◆ **Excerpted text**
Leaders Need Professional Coaching Now More Than Ever – SPONSOR CONTENT FROM THE INTERNATIONAL COACHING FEDERATION

The pandemic brought unforeseen disruption at breathtaking speed, taking a toll on the physical and emotional well-being of employees. The stakes are even higher for leaders reexamining strategic direction and vision while managing ambiguity. With employees concerned about an evolving workplace, it is imperative that leaders be better equipped to address real anxieties. Professional coaching provides a long-term solution to lessening increasing pressures and growing uncertainty.

Business leaders need the agility to create vision and to support a company’s greatest asset: its people.

Five workforce priorities are emerging for business leaders, according to PwC. All five have a people component:
• Protect people
• Communicate effectively
• Maintain continuity of work
• Assess workforce costs
• Prepare for recovery

In a traditional workplace, priorities like protecting people and communicating effectively were part of everyday leadership. When the workplace culture moved into the home, remote working altered the status quo. A leader’s approach to intention, trust, and inclusiveness in relationships changed. Making intentional choices about work and team became difficult for anyone simultaneously homeschooling children and running a business. Without a water cooler, physical isolation inhibited building trust. Ensuring all team members had a voice and felt like part of a team was difficult without finely tuned soft skills of empathy and vulnerability.

A Strong Coaching Culture

Today’s tumultuous times magnify opportunities to be proactive, discover alternate possibilities, and create an innovative ethos that looks for new solutions that resist the status quo. Shawna, one company leader who shared her story on #experiencecoaching, found that coaching transformed the way she led. Not having a vision for how people worked together had increased her leadership challenges, but through coaching, she learned new skills to create a vision and to reinvent her team’s structure. Organizations integrating coaching into organizational effectiveness see improvements in retention, teamwork, relationships, and job satisfaction.

◆ **Supplied material**

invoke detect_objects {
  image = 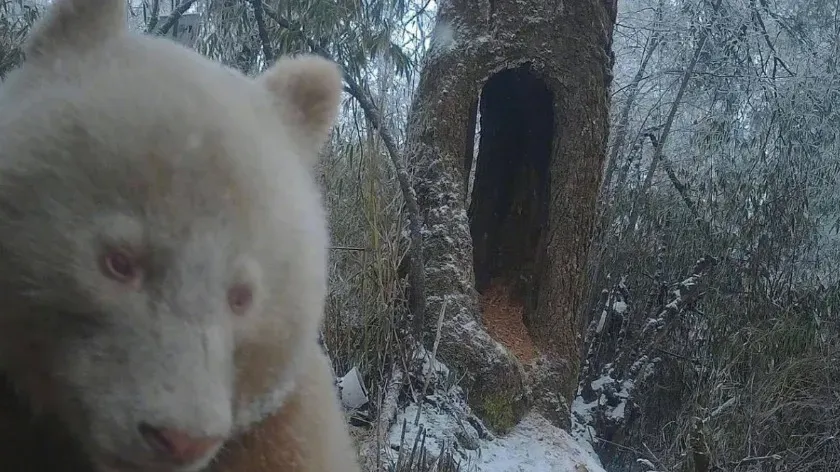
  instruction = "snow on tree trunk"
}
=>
[406,0,615,431]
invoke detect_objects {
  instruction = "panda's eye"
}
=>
[102,249,142,284]
[228,284,254,315]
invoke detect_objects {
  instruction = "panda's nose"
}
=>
[138,423,223,465]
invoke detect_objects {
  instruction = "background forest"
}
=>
[0,0,840,472]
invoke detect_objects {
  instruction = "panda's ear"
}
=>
[24,0,128,60]
[257,55,342,160]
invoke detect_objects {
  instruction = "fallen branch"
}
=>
[359,363,405,472]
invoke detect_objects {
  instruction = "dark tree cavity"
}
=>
[405,0,615,431]
[467,64,554,321]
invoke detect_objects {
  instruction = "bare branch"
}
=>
[155,0,195,36]
[251,0,274,64]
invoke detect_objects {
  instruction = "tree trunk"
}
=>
[406,0,615,431]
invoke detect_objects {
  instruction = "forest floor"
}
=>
[374,284,604,472]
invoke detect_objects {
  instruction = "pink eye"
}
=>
[228,284,254,315]
[103,250,140,283]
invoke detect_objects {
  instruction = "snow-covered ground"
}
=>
[366,350,604,472]
[389,405,604,472]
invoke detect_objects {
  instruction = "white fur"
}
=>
[0,0,341,471]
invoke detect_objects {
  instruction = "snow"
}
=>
[389,404,604,472]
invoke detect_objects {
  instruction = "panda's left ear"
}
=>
[24,0,128,61]
[257,55,342,160]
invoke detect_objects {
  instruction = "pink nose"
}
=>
[139,423,222,464]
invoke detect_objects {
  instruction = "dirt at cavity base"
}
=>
[479,282,539,364]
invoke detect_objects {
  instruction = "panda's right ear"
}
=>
[24,0,128,60]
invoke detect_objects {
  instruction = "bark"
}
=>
[406,0,615,431]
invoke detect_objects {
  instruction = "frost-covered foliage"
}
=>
[0,0,43,80]
[574,0,840,471]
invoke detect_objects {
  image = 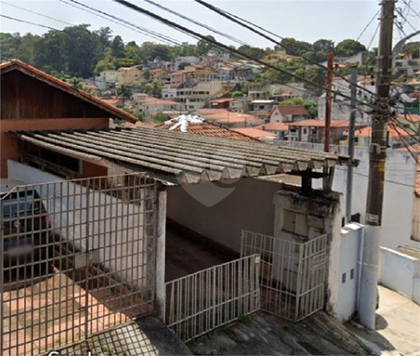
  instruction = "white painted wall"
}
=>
[379,247,420,304]
[167,178,281,253]
[336,223,364,322]
[8,160,155,288]
[275,141,420,249]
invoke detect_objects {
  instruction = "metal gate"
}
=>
[0,174,156,355]
[165,255,260,341]
[241,231,328,321]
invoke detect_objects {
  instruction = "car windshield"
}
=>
[3,193,38,219]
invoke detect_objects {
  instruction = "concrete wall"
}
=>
[8,161,155,288]
[274,190,343,315]
[167,178,281,253]
[379,247,420,304]
[336,223,364,322]
[276,141,420,248]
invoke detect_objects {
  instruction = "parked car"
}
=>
[0,179,50,267]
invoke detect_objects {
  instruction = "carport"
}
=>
[11,128,348,344]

◆ **Work instructions**
A. Write out the coaching article from "Leaders Need Professional" to "and growing uncertainty.".
B. Turn the paragraph of the coaching article that begins "In a traditional workplace" into a short bulleted list that keeps its main facts.

◆ **Answers for the tasks**
A.
Leaders Need Professional Coaching Now More Than Ever – SPONSOR CONTENT FROM THE INTERNATIONAL COACHING FEDERATION

The pandemic brought unforeseen disruption at breathtaking speed, taking a toll on the physical and emotional well-being of employees. The stakes are even higher for leaders reexamining strategic direction and vision while managing ambiguity. With employees concerned about an evolving workplace, it is imperative that leaders be better equipped to address real anxieties. Professional coaching provides a long-term solution to lessening increasing pressures and growing uncertainty.

B.
- In a traditional workplace, protecting people and communicating effectively were part of everyday leadership.
- Remote work moved workplace culture into the home and changed the status quo.
- Leaders' approach to intention, trust, and inclusiveness in relationships changed.
- Intentional choices about work and team were hard for anyone homeschooling children while running a business.
- Without a water cooler, physical isolation made building trust harder.
- Without well-developed empathy and vulnerability, it was hard to make sure every team member had a voice and felt part of the team.